Document excerpt:
-------

Welcome back to the Lovecraft reread, in which two modern Mythos writers get girl cooties all over old Howard’s sandbox, from those who inspired him to those who were inspired in turn.
This week, we’re reading H. P. Lovecraft and Adolphe de Castro’s “The Last Test,” a revision of de Castro’s original “A Sacrifice to Science,” first published in In the Confessional and the Following in 1893; the revised version first appeared in the November 1928 issue of Weird Tales. Spoilers ahead.
“Humanity! What the deuce is humanity? Science! Dolts! Just individuals over and over again!”
Few know the inside story of the Clarendon affair, which culminated in the death of genius bacteriologist Alfred Clarendon. His longtime friend and supporter, Governor James Dalton, and his sister Georgina, now Mrs. Dalton, know the truth, but they never speak of it.

-------

Raw data:
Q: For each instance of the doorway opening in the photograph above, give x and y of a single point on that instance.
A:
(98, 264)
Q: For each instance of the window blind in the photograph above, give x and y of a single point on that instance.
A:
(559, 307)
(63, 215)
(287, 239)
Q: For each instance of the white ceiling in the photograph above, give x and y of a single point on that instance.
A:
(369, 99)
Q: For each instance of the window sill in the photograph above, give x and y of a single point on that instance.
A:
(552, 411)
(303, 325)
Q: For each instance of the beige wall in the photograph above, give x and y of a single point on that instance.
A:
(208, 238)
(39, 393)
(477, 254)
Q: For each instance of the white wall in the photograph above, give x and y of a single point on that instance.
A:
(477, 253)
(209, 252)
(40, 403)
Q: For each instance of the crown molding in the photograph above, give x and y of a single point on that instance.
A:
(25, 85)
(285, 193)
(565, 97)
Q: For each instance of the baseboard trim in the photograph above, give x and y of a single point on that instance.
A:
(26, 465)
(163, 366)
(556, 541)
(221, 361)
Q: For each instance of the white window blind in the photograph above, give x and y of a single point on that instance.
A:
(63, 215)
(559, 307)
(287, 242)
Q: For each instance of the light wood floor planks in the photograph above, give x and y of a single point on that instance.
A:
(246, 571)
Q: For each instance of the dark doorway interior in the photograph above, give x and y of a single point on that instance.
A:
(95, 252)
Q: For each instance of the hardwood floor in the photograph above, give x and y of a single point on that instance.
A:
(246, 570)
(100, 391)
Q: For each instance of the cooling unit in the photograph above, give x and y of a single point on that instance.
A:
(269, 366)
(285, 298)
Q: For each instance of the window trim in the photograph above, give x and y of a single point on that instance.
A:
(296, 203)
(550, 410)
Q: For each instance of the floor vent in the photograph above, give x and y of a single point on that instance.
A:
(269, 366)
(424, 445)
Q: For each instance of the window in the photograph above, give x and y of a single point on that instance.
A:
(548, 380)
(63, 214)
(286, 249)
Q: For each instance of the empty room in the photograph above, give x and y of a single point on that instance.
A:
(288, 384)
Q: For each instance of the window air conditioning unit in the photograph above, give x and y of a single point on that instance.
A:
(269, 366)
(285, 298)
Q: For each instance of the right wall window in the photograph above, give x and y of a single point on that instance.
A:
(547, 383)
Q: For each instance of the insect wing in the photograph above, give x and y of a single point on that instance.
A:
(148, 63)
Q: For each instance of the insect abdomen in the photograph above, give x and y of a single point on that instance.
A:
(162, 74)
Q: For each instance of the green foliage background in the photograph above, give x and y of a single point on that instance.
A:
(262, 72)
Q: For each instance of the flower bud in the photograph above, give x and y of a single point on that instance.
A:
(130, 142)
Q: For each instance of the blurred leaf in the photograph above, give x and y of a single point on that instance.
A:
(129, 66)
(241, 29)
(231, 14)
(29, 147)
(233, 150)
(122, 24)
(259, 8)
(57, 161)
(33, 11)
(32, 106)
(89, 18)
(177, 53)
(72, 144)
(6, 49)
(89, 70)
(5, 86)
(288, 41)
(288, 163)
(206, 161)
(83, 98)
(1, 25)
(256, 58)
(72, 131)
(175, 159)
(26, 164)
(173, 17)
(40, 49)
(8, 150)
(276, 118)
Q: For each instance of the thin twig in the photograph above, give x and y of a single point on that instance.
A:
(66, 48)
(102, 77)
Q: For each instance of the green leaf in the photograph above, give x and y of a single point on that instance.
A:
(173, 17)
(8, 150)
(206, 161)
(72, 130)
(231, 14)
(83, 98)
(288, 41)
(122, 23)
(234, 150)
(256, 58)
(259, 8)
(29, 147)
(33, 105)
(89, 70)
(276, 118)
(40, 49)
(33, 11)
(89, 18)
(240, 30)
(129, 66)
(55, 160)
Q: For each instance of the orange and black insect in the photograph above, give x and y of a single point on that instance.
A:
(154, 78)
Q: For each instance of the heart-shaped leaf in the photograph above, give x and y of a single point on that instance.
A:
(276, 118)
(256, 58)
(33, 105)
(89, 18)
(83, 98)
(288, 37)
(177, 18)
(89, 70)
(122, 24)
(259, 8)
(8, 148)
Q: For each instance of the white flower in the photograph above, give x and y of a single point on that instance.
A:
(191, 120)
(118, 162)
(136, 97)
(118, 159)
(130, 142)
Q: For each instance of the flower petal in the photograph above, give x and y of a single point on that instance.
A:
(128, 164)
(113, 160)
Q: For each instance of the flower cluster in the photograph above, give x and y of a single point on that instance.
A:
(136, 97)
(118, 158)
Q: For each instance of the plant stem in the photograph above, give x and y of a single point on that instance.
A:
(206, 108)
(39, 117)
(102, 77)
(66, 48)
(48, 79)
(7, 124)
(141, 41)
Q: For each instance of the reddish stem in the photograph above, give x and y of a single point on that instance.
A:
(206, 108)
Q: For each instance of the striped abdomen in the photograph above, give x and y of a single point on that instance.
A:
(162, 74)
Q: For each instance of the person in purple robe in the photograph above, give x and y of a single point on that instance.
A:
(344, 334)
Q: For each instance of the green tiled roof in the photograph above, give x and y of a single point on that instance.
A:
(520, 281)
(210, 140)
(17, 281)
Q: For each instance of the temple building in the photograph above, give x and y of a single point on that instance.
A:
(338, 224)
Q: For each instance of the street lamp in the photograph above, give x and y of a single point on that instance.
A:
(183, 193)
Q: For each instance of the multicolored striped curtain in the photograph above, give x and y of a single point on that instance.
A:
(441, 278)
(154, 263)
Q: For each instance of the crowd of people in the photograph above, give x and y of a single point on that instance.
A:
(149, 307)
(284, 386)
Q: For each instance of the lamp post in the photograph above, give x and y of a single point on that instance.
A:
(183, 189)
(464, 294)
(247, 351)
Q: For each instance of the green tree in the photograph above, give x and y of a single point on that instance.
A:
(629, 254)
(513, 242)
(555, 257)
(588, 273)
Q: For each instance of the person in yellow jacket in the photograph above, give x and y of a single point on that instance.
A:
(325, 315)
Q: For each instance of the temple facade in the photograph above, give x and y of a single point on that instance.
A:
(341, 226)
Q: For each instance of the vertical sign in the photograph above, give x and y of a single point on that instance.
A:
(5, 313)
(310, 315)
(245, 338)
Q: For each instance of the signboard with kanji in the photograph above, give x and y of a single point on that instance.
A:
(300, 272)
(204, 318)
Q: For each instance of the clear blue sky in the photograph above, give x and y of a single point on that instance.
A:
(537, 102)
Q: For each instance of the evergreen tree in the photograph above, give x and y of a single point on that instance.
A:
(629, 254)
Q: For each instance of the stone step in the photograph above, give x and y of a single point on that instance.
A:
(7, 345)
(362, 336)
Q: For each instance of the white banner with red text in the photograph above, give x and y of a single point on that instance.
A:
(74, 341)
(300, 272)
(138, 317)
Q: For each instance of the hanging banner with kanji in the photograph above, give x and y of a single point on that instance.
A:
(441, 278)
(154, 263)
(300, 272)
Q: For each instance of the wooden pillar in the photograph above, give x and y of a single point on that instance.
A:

-------

What this exercise asks:
- a) In the Lovecraft reread post, which issue of Weird Tales first published the revised version of the story?
- b) Continue the Lovecraft reread post from where it stops.

Responses to the exercise:
- a) The November 1928 issue.

- b)
Clarendon traveled the world seeking an antitoxin to cure the many fevers plaguing mankind. Monomaniacal and negligent of worldly affairs, he relied on Georgina to manage his finances and household. That their father had refused Georgina’s hand to Dalton struck him as lucky, for Georgina’s memories of her first love kept her single. Who else, after all, would have tolerated such eccentricities as his chosen servants? From Tibet, where he discovered the germ of black fever, he brought home eight skeleton-lean men, black-robed and silent. From Africa, where he worked on intermittent fevers among the Saharan Tuaregs (rumored descendants of the primal race of Atlantis), he acquired a factotum named Surama. Though intelligent and erudite, Surama’s bald pate and emaciated features gave him the appearance of a death’s-head.
In 189-, the Clarendons move to San Francisco and reunite with Dalton. Frequent calls lead to renewed tenderness between the lovers and a political appointment for Clarendon as medical director of the San Quentin State Penitentiary. There he hopes to find a broader scope for research. His hope is soon fulfilled in an outbreak of the very black fever he encountered in Asia.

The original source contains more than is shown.